Texto citado >>
Interessante que uma outra importante “memória do eu” leva-me novamente ao sábado, mas desta vez, de manhã. Minha mãe e eu estávamos indo à feira (eu não gostava, pois precisava carregar sacolas pesadas na volta!), quando, de repente, meus olhos leram uma placa que achei linda: “Leciona-se piano”. Eu tinha onze anos. Nem consegui dormir naquela noite. Contudo, foi preciso esperar quase um ano até que meu pai dissesse um sonoro “sim”. Desde então e até hoje, o piano ocupa lugar de destaque na minha vida.

Foram muitos e muitos anos de dedicação, entrega e sonhos, misturados a sentimentos e experiências, nem sempre harmoniosos. Essas “memórias do eu” prefiro chamar de “memórias pianísticas do eu”, porque são um capítulo à parte. Ou melhor dizendo, estão em outra caixa de sapatos. Muitas dessas lembranças – e esquecimentos, me vêm à mente de forma circular e espiralada, numa temporalidade um tanto nebulosa, mas não tenho dúvidas que essas caixas são as mais valorosas e ricas de conteúdo que me constituem, pois comecei menina e só pretendo encerrar este arquivo quando der meu último suspiro. Estão em constante construção e reconstrução. De forma metafórica, assemelham-se à música, arte do tempo, de algo que é e deixa de ser no mesmo instante.

Na ocasião do vestibular aconselharam-me a estudar Ciências Contábeis, assim teria um “emprego garantido” em algum Banco ou empresa, afinal, quem poderia viver de música? Lá fui eu. Trabalhando durante o dia, estudando à noite, “pianar” só aos sábados e domingos, os dias mais esperados da semana!

De fato, eles tinham razão: tive ótimos empregos. Trabalhei em uma multinacional de auditoria e em um importante Banco, também multinacional. Foram doze anos de muito aprendizado, luta e labuta! Paralelamente a esta vida de tailleurs e sapatos de salto alto, o piano esteve sempre ao meu lado.

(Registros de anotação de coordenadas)
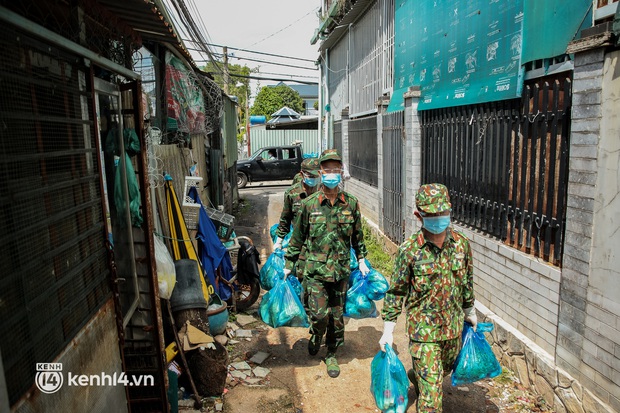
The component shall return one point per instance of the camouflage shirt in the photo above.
(297, 178)
(292, 203)
(435, 285)
(328, 232)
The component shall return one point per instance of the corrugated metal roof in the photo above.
(147, 18)
(340, 29)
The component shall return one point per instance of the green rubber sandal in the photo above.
(333, 370)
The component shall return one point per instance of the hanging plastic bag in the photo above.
(295, 285)
(388, 381)
(166, 274)
(281, 306)
(357, 304)
(274, 237)
(476, 360)
(377, 285)
(272, 270)
(353, 264)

Instruções >>
- a) Responda, com base no relato sobre o piano:
(i) Que idade tinha quem narra quando leu a placa “Leciona-se piano”?
(ii) Que curso aconselharam estudar na ocasião do vestibular?
(iii) Quantos anos durou o período nos empregos de auditoria e de Banco?
- b) Liste todas as expressões que aparecem entre aspas no relato sobre o piano. Inclua cada forma diferente uma única vez.
- c) Por favor, retome o relato sobre o piano logo após a última frase apresentada e dê continuidade a ele.

Resultados das tarefas >>
- a)
(i) Onze anos.
(ii) Ciências Contábeis.
(iii) Doze anos.

- b)
“memória do eu”
“Leciona-se piano”
“sim”
“memórias do eu”
“memórias pianísticas do eu”
“emprego garantido”
“pianar”

- c)
A vida seguiu e foi preciso mais caixas de sapatos para armazenar novos arquivos de “memórias do eu”: o casamento, a maternidade e a alforria! Com o nascimento de minha filha decidi virar a mesa: não voltaria ao mercado financeiro e me tornaria professora de Música. A notícia chocou colegas de trabalho, parentes, amigos e até meu esposo, porém nada me deteria.

No início de 2007, quando minha filha completou seis meses, iniciei a Licenciatura em Educação Artística com Habilitação em Música e, no início do terceiro ano da graduação, com muitas borboletas no estômago, dei minha primeira aula para uma turma do 5º Ano. Foram três anos nesta escola, atuando como uma “professora-aluna”, pois estava aprendendo a arte de lecionar. Em 2011 consegui uma vaga para um projeto que atendia crianças vulneráveis, no colégio Salesiano Santa Teresinha. À esta altura já estava apaixonada pelo magistério! Dedicada, mergulhei de corpo e alma neste “novo mundo”.

Em pouco tempo conquistei a confiança de minha gestora que, seis meses após minha contratação para o projeto, ofereceu-me muitas aulas do colégio, onde atuo como professora de Música desde 2011. Não parei mais de estudar. Busquei aprofundar meus conhecimentos sobre a pedagogia musical, cursei uma especialização em Educação Musical, além de diversos cursos e realização de leituras, aulas de violão, pandeiro, flauta doce e canto. Foram necessárias mais caixas de sapatos!

Em meados de outubro de 2015, estava na escola para viver o que seria mais um dia comum de trabalho, porém, algo imprevisto aconteceu. Recebi a visita de uma musicoterapeuta – “musicoque?” em minha sala de música. Ela queria conversar sobre alguns alunos autistas, seus pacientes. Tenho certeza de que também fui um imprevisto no seu dia, pois quando ela pensou que já estava de saída, eu a bombardeei com muitas perguntas sobre sua profissão.

Apaixonada pela música, pela infância e pela pedagogia, eu acreditava que nada mais faltava para minha realização, contudo eu estava enganada, mal sabia que algo estaria para acontecer, colocando em xeque este triângulo amoroso, que passaria a ser um quarteto. Pois é, esta novidade anunciava o prelúdio de minha nova paixão: a Musicoterapia. Assim, no ano de 2016 ingressei, com o coração em festa, no curso de especialização em Musicoterapia. Seria preciso organizar mais caixas de sapatos!

No finalzinho do curso da pós, mais um grande imprevisto: comecei a atuar, de forma totalmente impensada, em uma ILPI – Instituição de Longa Permanência de Idosos. Foram seis meses de muito aprendizado e muito amor, e aquele triângulo amoroso, que virou quarteto, a paixão pela música, pela infância, pela pedagogia, pela musicoterapia, passaria a ser um quinteto: agora com a Gerontologia.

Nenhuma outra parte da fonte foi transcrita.